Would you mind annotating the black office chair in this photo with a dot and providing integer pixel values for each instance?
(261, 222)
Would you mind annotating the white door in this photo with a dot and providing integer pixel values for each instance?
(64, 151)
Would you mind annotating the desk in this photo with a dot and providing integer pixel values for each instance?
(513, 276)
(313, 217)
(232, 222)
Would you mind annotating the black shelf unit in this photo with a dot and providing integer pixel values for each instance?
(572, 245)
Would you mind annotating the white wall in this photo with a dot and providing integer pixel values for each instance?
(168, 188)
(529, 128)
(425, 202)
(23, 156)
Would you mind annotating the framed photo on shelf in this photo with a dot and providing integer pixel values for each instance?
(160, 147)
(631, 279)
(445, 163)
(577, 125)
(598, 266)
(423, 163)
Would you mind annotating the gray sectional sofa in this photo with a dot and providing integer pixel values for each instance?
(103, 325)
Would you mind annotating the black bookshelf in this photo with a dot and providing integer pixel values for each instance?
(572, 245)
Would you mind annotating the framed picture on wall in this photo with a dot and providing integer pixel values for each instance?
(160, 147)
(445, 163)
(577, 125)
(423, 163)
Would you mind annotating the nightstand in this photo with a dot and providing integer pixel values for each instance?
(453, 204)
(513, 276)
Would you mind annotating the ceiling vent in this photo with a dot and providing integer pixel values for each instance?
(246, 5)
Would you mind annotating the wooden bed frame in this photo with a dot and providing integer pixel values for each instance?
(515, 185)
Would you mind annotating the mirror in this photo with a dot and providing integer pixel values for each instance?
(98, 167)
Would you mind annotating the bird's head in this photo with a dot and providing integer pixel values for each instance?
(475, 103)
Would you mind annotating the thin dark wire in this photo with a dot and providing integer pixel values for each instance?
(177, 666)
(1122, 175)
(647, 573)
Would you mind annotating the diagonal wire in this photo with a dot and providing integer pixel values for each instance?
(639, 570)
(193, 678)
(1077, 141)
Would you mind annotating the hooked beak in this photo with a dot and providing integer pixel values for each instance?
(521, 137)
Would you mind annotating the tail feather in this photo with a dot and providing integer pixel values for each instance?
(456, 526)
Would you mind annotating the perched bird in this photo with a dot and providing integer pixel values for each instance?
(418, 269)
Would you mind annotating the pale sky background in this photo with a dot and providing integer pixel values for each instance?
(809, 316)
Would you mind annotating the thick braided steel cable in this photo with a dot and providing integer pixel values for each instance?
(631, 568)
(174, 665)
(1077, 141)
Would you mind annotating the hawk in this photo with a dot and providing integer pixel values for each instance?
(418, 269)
******
PROBLEM TO WORK ON: Rewrite every row above, swapping "integer pixel values" for "whole-number pixel values" wherever it occurs and leaving everything else untouched.

THE ANSWER:
Would you mind annotating the black office chair in this photo with a dot and providing whole-number pixel values for each instance?
(261, 222)
Would you mind annotating the white door in this photo with a dot and providing whole-number pixel values for each instance?
(64, 151)
Would you mind annotating the desk in this photo with a dot and providing whole-number pixel values for each instance?
(513, 276)
(313, 217)
(232, 222)
Would you mind annotating the black shelf unit in this photo with a dot and providing whole-number pixel values for each instance?
(572, 245)
Would you mind annotating the white wall in this photo with a dot and providing whole-number pixel values for each instance?
(168, 188)
(529, 128)
(425, 202)
(23, 156)
Would you mind annotating the framed photo on shelf in this photo with a dot and providing whole-number pixel values for each instance?
(160, 147)
(631, 279)
(445, 163)
(577, 125)
(598, 266)
(423, 163)
Would you mind annotating the gray sectional sofa in this photo with a dot and providing whole-number pixel values for each instance?
(103, 325)
Would you mind annotating the black bookshelf in this photo with a dot and providing whole-number pixel values for each instance?
(572, 245)
Would you mind annotating the framed picture on wall in this photo with a dot and providing whole-number pixel values for each instance?
(160, 147)
(445, 163)
(577, 125)
(423, 163)
Would you mind annotating the nightstand in this photo with a dot and providing whole-number pixel values for each instance?
(453, 204)
(513, 276)
Would you mind annotating the ceiling vent in this photo with a dot and providing whole-number pixel values for each instance?
(246, 5)
Would you mind annotating the wooden bed frame in this photo with a dot and providing whole-number pixel values for each instance?
(515, 185)
Would you mind annotating the mirror in this photo with a dot and providing whole-number pixel values for each instance?
(98, 167)
Would you mind annotating the bird's head in this photo with a dot and providing whole-number pixel values for each instance?
(475, 103)
Would you mind annotating the thin dark wire in this photo with a dot and providing whole-number pixel values for each instance?
(177, 666)
(1122, 175)
(647, 573)
Would you mind annotating the diagonal wire in this photo with a dot and providing whole-number pixel values for each instance?
(639, 570)
(193, 678)
(1077, 141)
Would you mind annotating the hooked beak in this photo with a dot and providing whole-number pixel values for each instance?
(521, 137)
Would you mind annotating the tail feather in this photo with a dot and providing whole-number pixel values for each instance?
(456, 526)
Would you mind annotating the perched bird in this photo with a dot and providing whole-number pixel values for each instance?
(418, 269)
Would you mind annotating the pale sky background in this photo with a dot and providing whole-number pixel values for each instance?
(809, 316)
Would you mind annotating the thick braided steel cable in this photo with a dot and providing whole-number pixel values for each instance?
(631, 568)
(174, 665)
(1077, 141)
Would you mind annotating the hawk in this photo with a dot and providing whole-number pixel values for each instance?
(418, 269)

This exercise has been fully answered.